課題の詳細: ケアとフェミニズムを論じた次の文章を、全体にわたり一字一句変えずに書き写してください。

本文:
________________________________________

どうしてジョイナーのいうことが伝わりにくいのか。そこにあるのは、「ケア」という本質が責任感や愛という紛れ込みやすいものを、(シスジェンダー男性の)マジョリティが「ケア」だと思いこんでいるからである。とくに「愛」を女性の持つべき生物学的な記号として認識している男たちは、「女性の立ち位置に戻る」ことなど絶対にできない。そこは絶望していい物語だ。人間としての新しい世紀や、生物としての新たな遺伝子的突然変異に期待するしかない、のである。


 岡野は「重要なのは、ケアを担う女性たち、とりわけ母親業の経験から狭義のケア概念が生まれてきた歴史をどう捉えるかである」(第5章 誰も取り残されない社会へ)と述べる。私は「愛」という紛れ込みがしばしば「母性」という言葉に裏腹に使われてきたような印象を持つ。私は医療における差別、フェミニズムの70年代以降の路線の食い違い、社会学や哲学、文化人類学、生物学への踏み込みや混線といったものを、ポピュラーサイエンス的な読書からうかがっている。同時に、ケアを通じて見るフェミニズムに関して、自分の思考が迷路状態で、どこかバラバラになり始めていることも実感している。


 例えば、クレグホーンは『さまよう子宮』で、「医療におけるジェンダーバイアスは、科学的なものでも、生物学的なものでもない。文化的なものであり、社会的なものであり、政治的なものだ」と述べている。

________________________________________

課題データ:
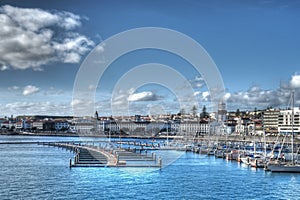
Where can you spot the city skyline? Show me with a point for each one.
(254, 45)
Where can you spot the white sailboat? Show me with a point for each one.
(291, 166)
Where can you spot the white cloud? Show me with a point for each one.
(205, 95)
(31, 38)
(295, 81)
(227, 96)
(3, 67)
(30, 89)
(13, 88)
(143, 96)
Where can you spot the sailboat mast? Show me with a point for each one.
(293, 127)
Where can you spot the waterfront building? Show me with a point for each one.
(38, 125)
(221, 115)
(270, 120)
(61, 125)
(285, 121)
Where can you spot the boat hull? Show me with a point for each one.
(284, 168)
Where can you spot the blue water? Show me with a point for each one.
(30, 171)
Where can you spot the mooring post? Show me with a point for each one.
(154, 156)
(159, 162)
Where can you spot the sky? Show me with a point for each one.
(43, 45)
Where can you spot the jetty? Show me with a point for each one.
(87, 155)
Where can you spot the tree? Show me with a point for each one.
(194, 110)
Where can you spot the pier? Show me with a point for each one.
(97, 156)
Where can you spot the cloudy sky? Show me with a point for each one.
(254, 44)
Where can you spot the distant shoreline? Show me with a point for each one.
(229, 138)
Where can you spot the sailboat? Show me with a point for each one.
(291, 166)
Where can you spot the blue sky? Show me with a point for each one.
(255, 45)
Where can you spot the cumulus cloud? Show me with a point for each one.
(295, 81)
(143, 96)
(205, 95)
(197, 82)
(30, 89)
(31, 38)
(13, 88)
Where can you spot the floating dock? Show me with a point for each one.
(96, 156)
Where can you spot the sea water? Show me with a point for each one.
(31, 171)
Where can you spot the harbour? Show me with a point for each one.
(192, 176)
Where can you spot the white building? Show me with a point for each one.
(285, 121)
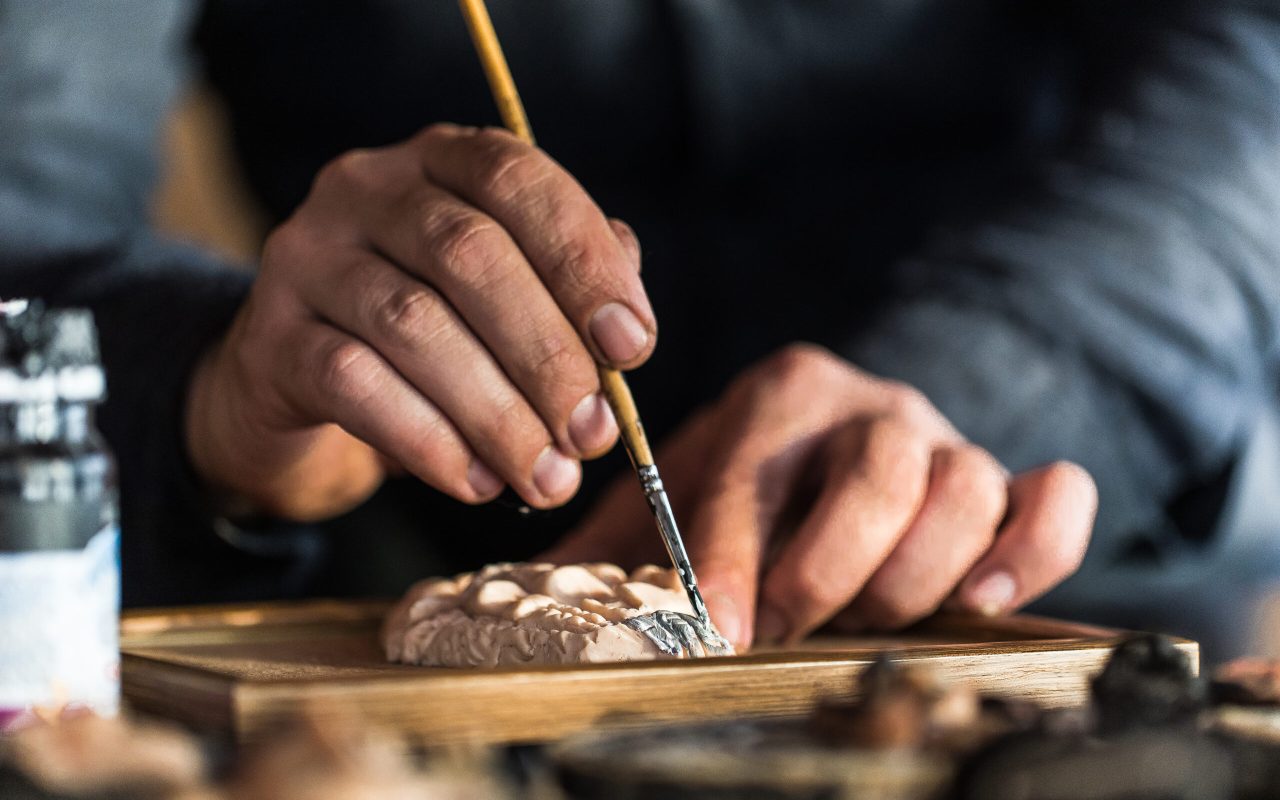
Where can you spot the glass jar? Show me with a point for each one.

________________________________________

解答例:
どうしてジョイナーのいうことが伝わりにくいのか。そこにあるのは、「ケア」という本質が責任感や愛という紛れ込みやすいものを、(シスジェンダー男性の)マジョリティが「ケア」だと思いこんでいるからである。とくに「愛」を女性の持つべき生物学的な記号として認識している男たちは、「女性の立ち位置に戻る」ことなど絶対にできない。そこは絶望していい物語だ。人間としての新しい世紀や、生物としての新たな遺伝子的突然変異に期待するしかない、のである。


 岡野は「重要なのは、ケアを担う女性たち、とりわけ母親業の経験から狭義のケア概念が生まれてきた歴史をどう捉えるかである」(第5章 誰も取り残されない社会へ)と述べる。私は「愛」という紛れ込みがしばしば「母性」という言葉に裏腹に使われてきたような印象を持つ。私は医療における差別、フェミニズムの70年代以降の路線の食い違い、社会学や哲学、文化人類学、生物学への踏み込みや混線といったものを、ポピュラーサイエンス的な読書からうかがっている。同時に、ケアを通じて見るフェミニズムに関して、自分の思考が迷路状態で、どこかバラバラになり始めていることも実感している。


 例えば、クレグホーンは『さまよう子宮』で、「医療におけるジェンダーバイアスは、科学的なものでも、生物学的なものでもない。文化的なものであり、社会的なものであり、政治的なものだ」と述べている。